_Written task_.
Reproduce all of the rows below verbatim, but omit the pictures.

[Excerpts of pointing data]
<<<<
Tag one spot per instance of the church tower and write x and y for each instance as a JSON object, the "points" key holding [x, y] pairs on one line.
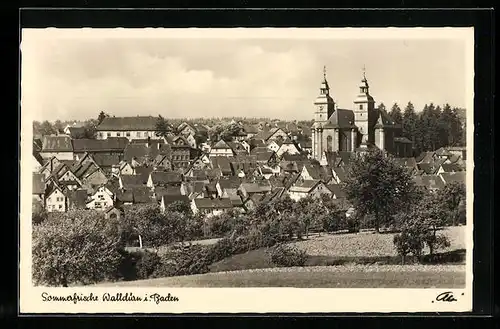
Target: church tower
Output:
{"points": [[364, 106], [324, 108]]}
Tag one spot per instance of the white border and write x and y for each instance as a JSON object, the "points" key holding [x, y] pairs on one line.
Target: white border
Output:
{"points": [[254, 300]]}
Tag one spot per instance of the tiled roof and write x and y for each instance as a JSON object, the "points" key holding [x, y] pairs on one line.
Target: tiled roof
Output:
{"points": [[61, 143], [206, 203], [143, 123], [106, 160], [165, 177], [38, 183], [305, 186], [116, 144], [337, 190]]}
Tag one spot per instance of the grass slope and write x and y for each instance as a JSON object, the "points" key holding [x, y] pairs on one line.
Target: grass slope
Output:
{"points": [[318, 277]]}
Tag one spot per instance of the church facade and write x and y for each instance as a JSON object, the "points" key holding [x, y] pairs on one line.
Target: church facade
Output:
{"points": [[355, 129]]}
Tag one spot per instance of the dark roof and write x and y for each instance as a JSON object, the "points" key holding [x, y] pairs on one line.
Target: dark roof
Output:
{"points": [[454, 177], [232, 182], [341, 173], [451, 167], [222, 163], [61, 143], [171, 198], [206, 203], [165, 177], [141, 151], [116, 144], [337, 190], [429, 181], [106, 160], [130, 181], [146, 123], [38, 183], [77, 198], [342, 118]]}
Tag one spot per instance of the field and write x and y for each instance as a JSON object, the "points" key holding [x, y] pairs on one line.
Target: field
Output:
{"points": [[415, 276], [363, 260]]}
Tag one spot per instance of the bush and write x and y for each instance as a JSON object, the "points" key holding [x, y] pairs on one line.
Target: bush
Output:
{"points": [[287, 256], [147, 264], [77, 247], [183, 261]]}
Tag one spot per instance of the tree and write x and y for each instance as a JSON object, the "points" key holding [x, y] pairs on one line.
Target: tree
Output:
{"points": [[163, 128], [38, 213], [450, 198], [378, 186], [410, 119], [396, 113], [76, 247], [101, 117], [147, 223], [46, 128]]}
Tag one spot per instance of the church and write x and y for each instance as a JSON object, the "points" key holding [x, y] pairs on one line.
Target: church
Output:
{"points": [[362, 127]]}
>>>>
_Solution to this exercise_.
Tag one spot per instance of the church tower and write x and y for each instance as a JSON object, the "points" key holding [x, y] pairs on one line.
Target: church tower
Output:
{"points": [[364, 106], [324, 108]]}
Tag one spot per instance of the white border and write x and y for each instance as a JSON object, the "points" key holding [x, y] pairs on one line.
Target: white border
Output:
{"points": [[254, 300]]}
Tag one spot per instance of the tiled roof and write x and y for each instance as a JSON object, the "points" key holding [x, y] pairs on one line.
Target: tiled roof
Output:
{"points": [[61, 143], [206, 203], [143, 123], [106, 160], [165, 177], [38, 183], [305, 186], [116, 144], [337, 190]]}
Tag one spot per instance of the grass slope and write x and y for each instance as a JSON object, the "points" key holding [x, y] pairs on one line.
Target: grass slope
Output:
{"points": [[318, 277]]}
Tag one spot per instance of the church facade and write x and y for each instance as a JSON object, the "points" key holding [x, y] pairs on one line.
Target: church facade
Output:
{"points": [[355, 129]]}
Tag one spot per instance of the dark roof and write x and y for each instance as a JSON object, the "points" key holding [x, y] pairs on one line.
Target: dark roof
Output:
{"points": [[454, 177], [232, 182], [341, 173], [451, 167], [222, 163], [61, 143], [171, 198], [206, 203], [165, 177], [141, 151], [116, 144], [337, 190], [429, 181], [106, 160], [130, 181], [146, 123], [38, 183], [77, 198], [342, 118]]}
Tag one spot per instance of the field and write x and y for each instance as a JSON object, the "points" key holding [x, y] pairs on one line.
Target: field
Output:
{"points": [[415, 276], [363, 260]]}
Tag one spot per instance of the bush and write x and y for each instance as a JSON object, the "points" key holding [x, y] pairs on one line.
Target: bush
Output:
{"points": [[287, 256], [147, 264], [77, 247], [183, 261]]}
Tag one spot per instance of the tree and write x and y for each instance as a JSON object, the "points" key holding [x, y] pairs on one line.
Target: tree
Output:
{"points": [[163, 128], [38, 213], [450, 198], [378, 186], [410, 119], [396, 113], [76, 247], [101, 117], [147, 223], [46, 128]]}
Tag one spot per instance of the church and write x and y for each instance as a JSON object, the "points" key holding [x, y] pairs on one line.
Target: church
Output:
{"points": [[362, 127]]}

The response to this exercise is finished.